(Provided material)
══════════

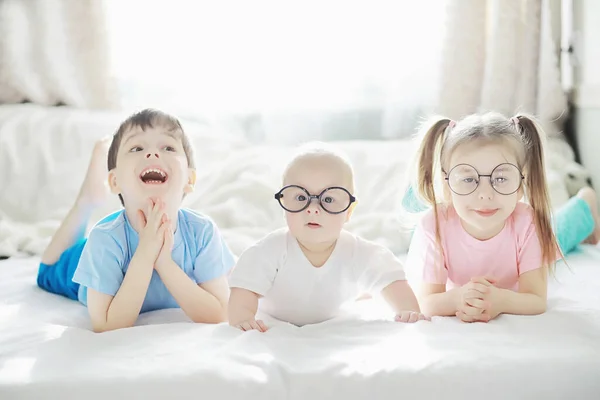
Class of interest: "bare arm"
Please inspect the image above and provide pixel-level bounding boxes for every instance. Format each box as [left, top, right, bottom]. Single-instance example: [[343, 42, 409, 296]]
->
[[87, 252, 154, 332], [229, 288, 260, 326], [381, 281, 420, 314], [499, 268, 548, 315], [156, 260, 229, 324], [419, 283, 460, 317]]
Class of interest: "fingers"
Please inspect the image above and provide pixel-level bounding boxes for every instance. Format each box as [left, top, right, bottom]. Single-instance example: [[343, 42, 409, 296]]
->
[[471, 276, 497, 286], [460, 304, 483, 317], [456, 310, 490, 323], [466, 282, 490, 295], [465, 298, 488, 309], [235, 320, 267, 332], [395, 311, 431, 323], [146, 199, 164, 232], [456, 311, 475, 322]]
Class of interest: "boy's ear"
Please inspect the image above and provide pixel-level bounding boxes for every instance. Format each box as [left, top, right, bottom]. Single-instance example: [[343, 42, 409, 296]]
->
[[108, 169, 121, 194], [346, 201, 358, 222], [183, 168, 196, 194]]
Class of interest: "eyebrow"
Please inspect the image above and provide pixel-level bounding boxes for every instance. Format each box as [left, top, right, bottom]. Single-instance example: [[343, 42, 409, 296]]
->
[[123, 129, 179, 146]]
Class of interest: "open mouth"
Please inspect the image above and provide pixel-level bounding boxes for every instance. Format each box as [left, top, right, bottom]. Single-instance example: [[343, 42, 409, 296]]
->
[[140, 168, 168, 185]]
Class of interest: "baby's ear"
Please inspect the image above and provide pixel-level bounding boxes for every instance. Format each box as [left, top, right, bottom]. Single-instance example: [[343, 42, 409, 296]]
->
[[183, 168, 196, 194], [108, 168, 121, 194]]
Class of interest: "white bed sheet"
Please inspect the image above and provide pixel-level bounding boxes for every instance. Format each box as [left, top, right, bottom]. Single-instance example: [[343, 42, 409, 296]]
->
[[0, 247, 600, 400]]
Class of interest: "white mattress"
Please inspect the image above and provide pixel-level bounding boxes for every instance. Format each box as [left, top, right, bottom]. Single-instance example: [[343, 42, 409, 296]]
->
[[0, 247, 600, 400]]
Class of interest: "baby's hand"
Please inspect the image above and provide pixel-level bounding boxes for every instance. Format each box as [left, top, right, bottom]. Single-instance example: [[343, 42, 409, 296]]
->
[[232, 319, 269, 332], [395, 311, 431, 323]]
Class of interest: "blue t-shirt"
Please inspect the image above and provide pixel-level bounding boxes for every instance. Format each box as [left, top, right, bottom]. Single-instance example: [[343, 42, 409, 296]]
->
[[73, 209, 234, 312]]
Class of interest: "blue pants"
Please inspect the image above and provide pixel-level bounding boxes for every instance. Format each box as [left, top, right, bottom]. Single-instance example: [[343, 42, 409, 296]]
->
[[37, 238, 87, 300]]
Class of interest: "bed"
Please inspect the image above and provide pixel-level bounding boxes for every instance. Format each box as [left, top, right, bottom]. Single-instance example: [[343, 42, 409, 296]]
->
[[0, 246, 600, 399], [0, 105, 600, 399]]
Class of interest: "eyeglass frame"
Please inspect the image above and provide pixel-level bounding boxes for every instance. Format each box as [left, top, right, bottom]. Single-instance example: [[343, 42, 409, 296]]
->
[[275, 185, 356, 215], [442, 163, 525, 196]]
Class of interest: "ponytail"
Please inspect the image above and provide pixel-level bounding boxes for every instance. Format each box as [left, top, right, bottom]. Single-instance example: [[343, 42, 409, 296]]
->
[[511, 115, 560, 268], [413, 118, 454, 270]]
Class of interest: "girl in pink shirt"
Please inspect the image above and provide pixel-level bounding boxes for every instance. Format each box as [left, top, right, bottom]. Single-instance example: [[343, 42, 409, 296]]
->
[[406, 113, 560, 322]]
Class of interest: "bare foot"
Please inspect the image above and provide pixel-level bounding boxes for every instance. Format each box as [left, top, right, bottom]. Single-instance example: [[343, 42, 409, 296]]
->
[[577, 186, 600, 245], [77, 136, 112, 207]]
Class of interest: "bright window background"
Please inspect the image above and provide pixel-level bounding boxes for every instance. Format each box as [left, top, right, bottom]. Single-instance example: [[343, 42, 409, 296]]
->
[[106, 0, 445, 138]]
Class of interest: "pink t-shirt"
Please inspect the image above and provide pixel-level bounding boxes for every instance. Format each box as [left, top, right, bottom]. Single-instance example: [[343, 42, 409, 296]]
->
[[406, 202, 542, 290]]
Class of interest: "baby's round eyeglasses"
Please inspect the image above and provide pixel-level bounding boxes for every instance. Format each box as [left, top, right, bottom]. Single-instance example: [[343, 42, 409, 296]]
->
[[275, 185, 356, 214], [443, 163, 525, 196]]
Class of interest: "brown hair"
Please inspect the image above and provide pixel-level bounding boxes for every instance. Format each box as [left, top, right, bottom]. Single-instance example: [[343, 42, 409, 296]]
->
[[108, 108, 196, 205], [414, 113, 560, 268]]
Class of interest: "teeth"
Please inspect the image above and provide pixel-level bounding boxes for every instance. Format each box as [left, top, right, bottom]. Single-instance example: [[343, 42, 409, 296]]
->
[[142, 168, 165, 177]]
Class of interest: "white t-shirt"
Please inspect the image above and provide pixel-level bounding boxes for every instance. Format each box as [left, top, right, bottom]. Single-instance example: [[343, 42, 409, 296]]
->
[[229, 228, 406, 325]]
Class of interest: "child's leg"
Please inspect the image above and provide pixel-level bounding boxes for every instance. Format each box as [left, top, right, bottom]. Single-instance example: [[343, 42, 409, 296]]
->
[[577, 187, 600, 244], [41, 138, 110, 265], [555, 187, 600, 254], [37, 138, 110, 300]]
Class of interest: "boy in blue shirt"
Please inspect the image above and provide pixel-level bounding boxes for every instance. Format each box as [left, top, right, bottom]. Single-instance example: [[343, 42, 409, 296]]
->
[[37, 109, 234, 332]]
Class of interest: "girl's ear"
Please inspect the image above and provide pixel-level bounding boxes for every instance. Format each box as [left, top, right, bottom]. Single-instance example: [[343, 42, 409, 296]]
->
[[346, 201, 358, 222]]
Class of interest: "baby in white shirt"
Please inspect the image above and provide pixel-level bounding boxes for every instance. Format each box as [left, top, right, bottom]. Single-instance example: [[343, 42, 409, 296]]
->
[[229, 146, 427, 332]]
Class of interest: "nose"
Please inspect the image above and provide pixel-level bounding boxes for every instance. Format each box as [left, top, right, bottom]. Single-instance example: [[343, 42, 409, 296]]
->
[[477, 179, 494, 200], [306, 199, 321, 215]]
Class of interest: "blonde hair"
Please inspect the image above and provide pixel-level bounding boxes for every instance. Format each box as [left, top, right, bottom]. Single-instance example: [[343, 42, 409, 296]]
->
[[282, 142, 355, 194], [413, 112, 560, 268]]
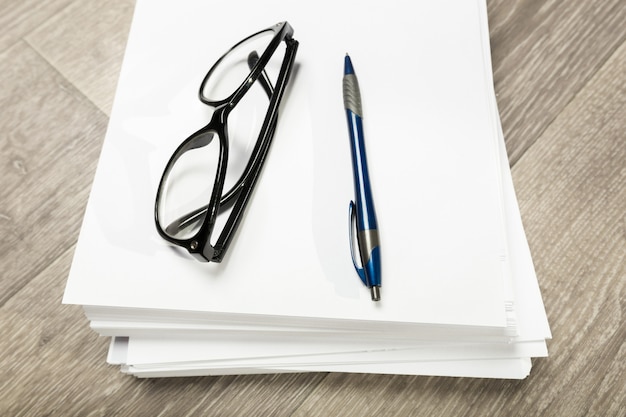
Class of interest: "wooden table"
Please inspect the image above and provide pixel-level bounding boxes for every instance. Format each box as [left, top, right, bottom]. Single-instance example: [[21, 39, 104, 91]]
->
[[0, 0, 626, 417]]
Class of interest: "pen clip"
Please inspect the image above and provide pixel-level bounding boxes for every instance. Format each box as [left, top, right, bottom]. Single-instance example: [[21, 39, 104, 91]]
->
[[348, 201, 367, 285]]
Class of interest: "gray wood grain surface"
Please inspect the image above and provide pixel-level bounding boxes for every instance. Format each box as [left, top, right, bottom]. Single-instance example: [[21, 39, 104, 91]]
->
[[0, 0, 626, 417]]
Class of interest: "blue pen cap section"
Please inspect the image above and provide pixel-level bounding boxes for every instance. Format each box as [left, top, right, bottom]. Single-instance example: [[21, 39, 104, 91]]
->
[[343, 54, 354, 75]]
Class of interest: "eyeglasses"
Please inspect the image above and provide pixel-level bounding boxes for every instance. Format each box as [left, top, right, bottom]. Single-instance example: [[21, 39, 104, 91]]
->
[[154, 22, 298, 262]]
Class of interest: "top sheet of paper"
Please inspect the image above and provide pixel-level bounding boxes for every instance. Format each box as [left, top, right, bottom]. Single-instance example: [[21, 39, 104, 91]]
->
[[64, 0, 506, 327]]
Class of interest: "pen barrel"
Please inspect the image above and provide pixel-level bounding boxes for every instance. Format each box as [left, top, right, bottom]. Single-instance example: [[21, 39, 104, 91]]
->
[[346, 109, 378, 232]]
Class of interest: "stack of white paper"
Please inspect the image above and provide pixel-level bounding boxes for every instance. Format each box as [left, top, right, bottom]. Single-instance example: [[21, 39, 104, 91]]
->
[[64, 0, 550, 378]]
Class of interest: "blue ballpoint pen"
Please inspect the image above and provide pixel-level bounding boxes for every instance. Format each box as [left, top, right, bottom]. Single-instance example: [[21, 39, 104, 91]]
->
[[343, 54, 381, 301]]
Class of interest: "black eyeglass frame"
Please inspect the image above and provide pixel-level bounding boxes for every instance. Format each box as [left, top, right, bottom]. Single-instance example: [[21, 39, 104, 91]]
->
[[154, 22, 298, 262]]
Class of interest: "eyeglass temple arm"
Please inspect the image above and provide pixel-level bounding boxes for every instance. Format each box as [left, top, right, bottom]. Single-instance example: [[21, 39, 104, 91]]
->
[[212, 38, 298, 262]]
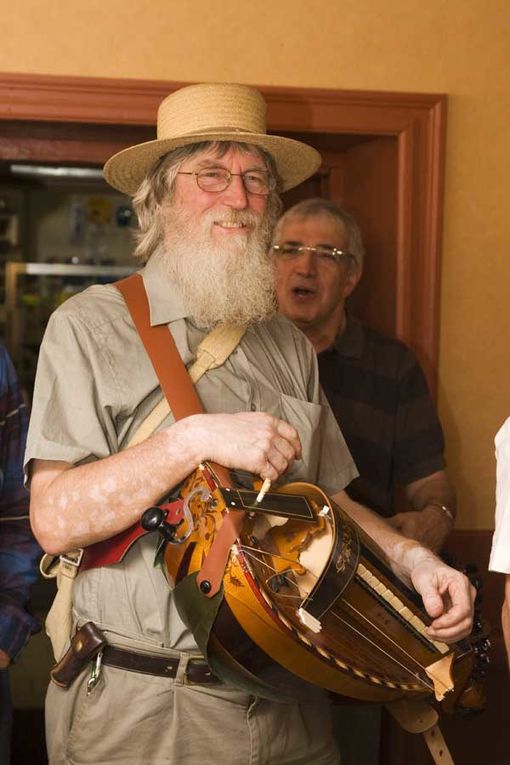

══════════

(Given instruction) Please rewrite the stretch of items from the start through the line containing "[[140, 168, 168, 185]]", changing "Class of interest" to "Target class" wherever it appears and leaving everything else unchanged. Leave the pictures out of your answer.

(Finished answer)
Target class: "bare arm"
Please inspect the image above and provide pixel-level bounding boxes for every instance. Format each box as [left, top, right, bottom]. Single-instance example: [[343, 42, 409, 296]]
->
[[87, 252, 154, 332], [229, 288, 260, 326], [381, 281, 420, 314], [499, 268, 548, 315], [156, 260, 229, 324], [419, 283, 460, 317]]
Target class: "fingers"
Please inspect the image above and provide pixel-level bounding boxes for every instance. Format each box as [left, top, right, bottom]. Single-instance example: [[343, 42, 409, 296]]
->
[[471, 276, 497, 286], [460, 304, 483, 317], [456, 310, 490, 323], [466, 282, 490, 295], [465, 298, 488, 309], [235, 320, 267, 332], [395, 311, 431, 323], [146, 199, 164, 232], [456, 311, 475, 322]]
Target class: "boy's ear"
Please inspect the image above and provide pixel-level bounding boxes for every instance. Format each box as [left, top, right, bottom]. Single-instance example: [[343, 42, 409, 296]]
->
[[108, 169, 121, 194], [346, 201, 358, 222], [183, 168, 196, 194]]
Target class: "eyebrow"
Please inspect the image above and provide pixel-level bounding boxes for every instance. Format each box as [left, top, right, bottom]. Single-instance example: [[343, 42, 409, 296]]
->
[[123, 129, 179, 146]]
Target class: "open mouth"
Please inspect the image above and provide pixel-level bounding boxes for every instance. Format each box as [left, top, right, bottom]. Single-instance example: [[343, 42, 409, 296]]
->
[[140, 168, 168, 185]]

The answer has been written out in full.